**Request 1**
According to the nocopy reference text, what is the default setting of the alloc_if modifier for nocopy?

**Text segment**
####################

Syntax: nocopy ( variable-ref [, variable-ref …] [ modifier[ , modifier… ] ] )

An in or out expression (see description below within modifier) is evaluated at a point in the program before the statement or clause in which it is used.

An array variable whose size is known from the declaration is copied in its entirety. If a subset of an array is to be processed, use a pointer to the starting element of the subset and the element-count-expr to transfer the array subset.

The following are the variables to use with this argument:

variable-ref

Is one of the following:

  • A C/C++ identifier.

  • variable-ref . identifier

    Use the following syntax for the variables in this argument:

    • var : length ( l)

    • var [ 0 : length ]

  • array-slice

    An array expression that denotes one contiguous set of array elements.

modifier

Is one of the following:

  • align (expression)

    where align-expression is a scalar integral expression or an array slice expression. Use it with:

    • Pointer variables.

      align-expression must be a scalar integral expression. It specifies the minimum alignment for pointer data allocated on the target. The value must be a power of two.

    • Pointer arrays.

      align-expression may be either a scalar integral expression or an array slice expression. The specified value(s) requests the minimum alignment for pointer data allocated on the target. The value(s) must be a power of two.

      align-expression that is an array slice expression specifies a set of alignment values that apply one-to-one with the pointers in the pointer array. The first alignment value applies to the first pointer, the second alignment to the second pointer, and so on.

  • alloc (array-slice)

    where array-slice specifies a set of elements of the array that need allocation. Data specified by the in/out expression is transferred into the corresponding section of the array allocated on the target.

    Use the following syntax for the argument in this modifier:

    • var [ start : length ]

    For more information, see Allocating Memory for Parts of Arrays.

  • alloc_if ( condition )

    where condition is a scalar Boolean expression or a Boolean array slice expression. Use it with:

    • Pointer variables.

      condition must be a scalar Boolean expression. It controls whether to allocate the memory allocated for the variables in the in/out/inout/nocopy clause. If the expression evaluates to true, a new memory allocation is performed for each variable listed in the clause. If the condition evaluates to false, the existing allocated values on the target are reused (data persistence). You must ensure that a block of memory of sufficient size has been previously allocated for the variables on the target by using a free_if (0) clause on an earlier offload.

    • Pointer arrays.

      condition may be either a Boolean expression or a Boolean array slice expression. The specified value(s) control whether to allocate the memory for the variables in the in/out/inout/nocopy clause on the target.

      condition that is an array slice expression specifies a set of Boolean values that apply one-to-one with the pointers in the pointer array. The first Boolean value applies to the first pointer, the second Boolean value to the second pointer, and so on.

    The following are the default settings for this modifier:

    Modifier

    Default Setting

    in

    true

    inout

    true

    out

    true

    nocopy

    false

  • alloc_extent ( start : length )

    where start and length are either integral expressions or array slice expressions that yield sets of integral values. Both forms of expressions are computed at runtime. Use this modifier with:

    • Pointer arrays.

####################

Dataset records
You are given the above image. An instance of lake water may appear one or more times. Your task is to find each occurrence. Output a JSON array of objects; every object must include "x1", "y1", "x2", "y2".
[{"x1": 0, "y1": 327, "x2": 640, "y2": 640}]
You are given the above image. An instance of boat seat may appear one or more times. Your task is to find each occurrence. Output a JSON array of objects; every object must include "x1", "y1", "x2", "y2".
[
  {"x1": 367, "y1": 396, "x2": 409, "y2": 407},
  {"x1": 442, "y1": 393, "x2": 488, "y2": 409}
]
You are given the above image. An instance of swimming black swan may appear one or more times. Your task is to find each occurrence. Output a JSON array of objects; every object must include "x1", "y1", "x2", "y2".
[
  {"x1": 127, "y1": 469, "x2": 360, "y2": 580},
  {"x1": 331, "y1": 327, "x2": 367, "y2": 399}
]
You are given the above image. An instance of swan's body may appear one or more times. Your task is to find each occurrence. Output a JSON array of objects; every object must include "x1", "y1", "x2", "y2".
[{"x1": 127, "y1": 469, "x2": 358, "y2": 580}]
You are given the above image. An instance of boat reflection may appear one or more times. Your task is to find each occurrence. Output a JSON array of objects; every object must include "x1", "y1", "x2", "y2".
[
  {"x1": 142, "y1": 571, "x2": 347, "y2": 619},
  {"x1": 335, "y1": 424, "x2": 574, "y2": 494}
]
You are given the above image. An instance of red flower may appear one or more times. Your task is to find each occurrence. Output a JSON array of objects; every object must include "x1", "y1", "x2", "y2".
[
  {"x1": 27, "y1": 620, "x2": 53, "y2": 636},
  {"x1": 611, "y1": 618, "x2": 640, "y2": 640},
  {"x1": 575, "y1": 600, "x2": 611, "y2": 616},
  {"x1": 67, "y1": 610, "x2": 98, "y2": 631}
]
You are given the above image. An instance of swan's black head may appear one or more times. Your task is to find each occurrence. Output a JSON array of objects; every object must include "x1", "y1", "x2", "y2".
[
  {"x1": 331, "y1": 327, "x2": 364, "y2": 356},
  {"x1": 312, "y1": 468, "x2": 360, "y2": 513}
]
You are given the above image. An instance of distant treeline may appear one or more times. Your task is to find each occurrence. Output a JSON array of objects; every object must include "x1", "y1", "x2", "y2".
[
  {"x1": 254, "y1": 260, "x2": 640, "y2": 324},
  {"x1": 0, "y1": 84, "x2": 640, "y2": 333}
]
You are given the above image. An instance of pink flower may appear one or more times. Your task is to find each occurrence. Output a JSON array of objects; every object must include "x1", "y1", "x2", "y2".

####################

**Request 2**
Starting with the line containing "You are given the above image. An instance of distant" and going on through the last line of the entries, give each line as one string in a JSON list, skipping blank lines.

**Written answer 1**
false

**Written answer 2**
[
  "You are given the above image. An instance of distant treeline may appear one or more times. Your task is to find each occurrence. Output a JSON array of objects; every object must include \"x1\", \"y1\", \"x2\", \"y2\".",
  "[",
  "  {\"x1\": 254, \"y1\": 260, \"x2\": 640, \"y2\": 324},",
  "  {\"x1\": 0, \"y1\": 84, \"x2\": 640, \"y2\": 333}",
  "]",
  "You are given the above image. An instance of pink flower may appear one or more times. Your task is to find each occurrence. Output a JSON array of objects; every object must include \"x1\", \"y1\", \"x2\", \"y2\"."
]